Selected excerpt
A former high-ranking Enron Corp. trading and retail energy executive delivered the most bruising punches so far to company founder Kenneth Lay and former Chief Executive Jeffrey Skilling on Tuesday in the fifth week of their fraud and conspiracy trial, saying it was standard to "play fast and loose with our rules" when it came to earnings manipulation.

David Delainey, who impressed his superiors enough to be chosen to run the profitable wholesale trading franchise until early 2001 when he took the helm of a highly touted retail energy unit, Enron Energy Services, told jurors he reluctantly acquiesced to a Skilling-approved plan to move the retail unit's trading arm into the larger trading franchise to hide $200 million in losses.

He also said Enron wrongly dipped into reserves to meet and beat earnings targets under pressure from Skilling.

"It was standard operating procedure," Delainey said. "At Enron in Houston, we tended to be pretty fast and loose with our rules."

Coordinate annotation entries
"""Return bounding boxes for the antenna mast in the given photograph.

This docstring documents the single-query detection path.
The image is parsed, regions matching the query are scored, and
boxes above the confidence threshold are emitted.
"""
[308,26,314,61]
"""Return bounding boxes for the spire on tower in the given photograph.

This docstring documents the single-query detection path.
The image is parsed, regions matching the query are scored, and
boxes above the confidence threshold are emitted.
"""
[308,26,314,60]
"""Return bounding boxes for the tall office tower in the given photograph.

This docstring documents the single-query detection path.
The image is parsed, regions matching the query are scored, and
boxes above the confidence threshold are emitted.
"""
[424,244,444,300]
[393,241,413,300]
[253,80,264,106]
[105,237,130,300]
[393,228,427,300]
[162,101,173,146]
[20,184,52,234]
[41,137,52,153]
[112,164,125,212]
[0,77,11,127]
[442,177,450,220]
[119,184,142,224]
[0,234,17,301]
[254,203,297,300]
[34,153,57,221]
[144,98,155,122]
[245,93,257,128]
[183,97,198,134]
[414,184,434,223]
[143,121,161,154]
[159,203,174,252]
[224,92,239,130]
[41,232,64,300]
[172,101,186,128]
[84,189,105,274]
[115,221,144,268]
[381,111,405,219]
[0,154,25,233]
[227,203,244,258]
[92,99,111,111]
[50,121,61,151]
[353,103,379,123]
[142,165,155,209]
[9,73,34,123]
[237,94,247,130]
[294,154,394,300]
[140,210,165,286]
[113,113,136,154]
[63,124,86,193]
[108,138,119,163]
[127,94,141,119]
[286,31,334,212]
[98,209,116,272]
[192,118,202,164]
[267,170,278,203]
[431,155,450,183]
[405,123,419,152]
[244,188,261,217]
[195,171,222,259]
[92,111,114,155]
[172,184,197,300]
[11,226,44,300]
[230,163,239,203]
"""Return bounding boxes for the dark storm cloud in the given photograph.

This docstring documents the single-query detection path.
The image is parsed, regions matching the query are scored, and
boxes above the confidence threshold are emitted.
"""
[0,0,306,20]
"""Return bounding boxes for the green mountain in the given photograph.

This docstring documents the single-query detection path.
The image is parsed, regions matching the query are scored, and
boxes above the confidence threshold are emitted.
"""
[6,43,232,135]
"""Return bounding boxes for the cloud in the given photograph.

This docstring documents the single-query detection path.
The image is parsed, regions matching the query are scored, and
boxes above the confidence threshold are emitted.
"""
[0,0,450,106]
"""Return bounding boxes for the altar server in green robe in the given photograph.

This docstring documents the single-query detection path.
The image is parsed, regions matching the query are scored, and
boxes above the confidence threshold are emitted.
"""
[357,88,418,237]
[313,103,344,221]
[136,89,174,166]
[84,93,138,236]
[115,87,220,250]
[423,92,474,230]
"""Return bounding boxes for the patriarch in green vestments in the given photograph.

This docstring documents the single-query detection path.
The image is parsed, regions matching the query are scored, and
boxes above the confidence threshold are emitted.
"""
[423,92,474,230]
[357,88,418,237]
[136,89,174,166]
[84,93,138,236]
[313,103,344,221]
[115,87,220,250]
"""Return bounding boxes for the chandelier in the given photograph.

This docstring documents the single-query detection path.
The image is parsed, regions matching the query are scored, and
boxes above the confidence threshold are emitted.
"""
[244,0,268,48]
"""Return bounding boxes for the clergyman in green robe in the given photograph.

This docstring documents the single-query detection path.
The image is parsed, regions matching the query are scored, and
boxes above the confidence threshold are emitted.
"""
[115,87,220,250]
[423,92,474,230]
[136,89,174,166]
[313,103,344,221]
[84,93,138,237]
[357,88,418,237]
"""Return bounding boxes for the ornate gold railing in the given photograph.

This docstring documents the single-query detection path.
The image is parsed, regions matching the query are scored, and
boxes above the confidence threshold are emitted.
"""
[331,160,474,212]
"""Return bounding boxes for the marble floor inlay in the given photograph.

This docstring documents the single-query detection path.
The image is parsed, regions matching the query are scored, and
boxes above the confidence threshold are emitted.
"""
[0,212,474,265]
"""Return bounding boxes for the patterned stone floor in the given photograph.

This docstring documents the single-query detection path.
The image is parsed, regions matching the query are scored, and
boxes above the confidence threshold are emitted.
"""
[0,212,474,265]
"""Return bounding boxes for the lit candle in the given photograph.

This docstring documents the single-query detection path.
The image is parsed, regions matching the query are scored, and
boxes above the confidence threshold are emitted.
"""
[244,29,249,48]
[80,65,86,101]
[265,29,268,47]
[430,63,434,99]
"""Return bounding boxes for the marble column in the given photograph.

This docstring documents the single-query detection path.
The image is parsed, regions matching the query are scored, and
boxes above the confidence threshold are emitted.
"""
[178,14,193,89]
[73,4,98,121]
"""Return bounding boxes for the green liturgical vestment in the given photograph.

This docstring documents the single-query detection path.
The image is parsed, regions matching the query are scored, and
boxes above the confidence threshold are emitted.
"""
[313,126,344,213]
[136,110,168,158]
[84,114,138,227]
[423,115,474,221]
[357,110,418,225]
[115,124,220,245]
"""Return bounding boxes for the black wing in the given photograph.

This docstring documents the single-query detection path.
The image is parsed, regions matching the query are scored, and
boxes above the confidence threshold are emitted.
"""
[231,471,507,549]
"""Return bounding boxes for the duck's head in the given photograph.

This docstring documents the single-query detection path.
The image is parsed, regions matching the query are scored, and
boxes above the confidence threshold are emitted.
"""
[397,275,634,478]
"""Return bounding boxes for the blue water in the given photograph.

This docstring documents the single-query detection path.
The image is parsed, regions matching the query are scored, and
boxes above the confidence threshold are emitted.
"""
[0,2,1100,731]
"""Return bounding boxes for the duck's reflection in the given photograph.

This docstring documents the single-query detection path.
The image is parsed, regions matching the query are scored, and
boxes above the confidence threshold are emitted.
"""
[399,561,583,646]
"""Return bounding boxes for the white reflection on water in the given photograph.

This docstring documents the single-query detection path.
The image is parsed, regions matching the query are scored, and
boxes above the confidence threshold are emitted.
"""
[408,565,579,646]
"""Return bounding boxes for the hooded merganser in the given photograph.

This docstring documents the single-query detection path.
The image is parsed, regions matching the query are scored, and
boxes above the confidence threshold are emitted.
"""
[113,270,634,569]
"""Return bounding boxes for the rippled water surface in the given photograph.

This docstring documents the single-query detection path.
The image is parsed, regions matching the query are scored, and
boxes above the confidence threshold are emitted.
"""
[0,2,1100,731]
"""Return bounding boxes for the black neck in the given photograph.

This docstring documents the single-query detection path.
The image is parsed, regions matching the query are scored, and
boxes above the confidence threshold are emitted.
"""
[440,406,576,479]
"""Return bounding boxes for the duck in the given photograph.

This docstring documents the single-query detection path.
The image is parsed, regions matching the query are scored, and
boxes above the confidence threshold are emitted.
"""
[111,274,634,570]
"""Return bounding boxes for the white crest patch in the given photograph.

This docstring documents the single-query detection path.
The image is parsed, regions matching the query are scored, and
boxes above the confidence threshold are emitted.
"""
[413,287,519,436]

Aim of the exercise
Answer these questions from the Enron trial article.
1. Which retail energy unit did David Delainey take the helm of in early 2001?
2. How much in losses was the Skilling-approved plan meant to hide?
3. What did Enron wrongly dip into to meet and beat earnings targets?

Exercise answer
1. Enron Energy Services
2. $200 million
3. Reserves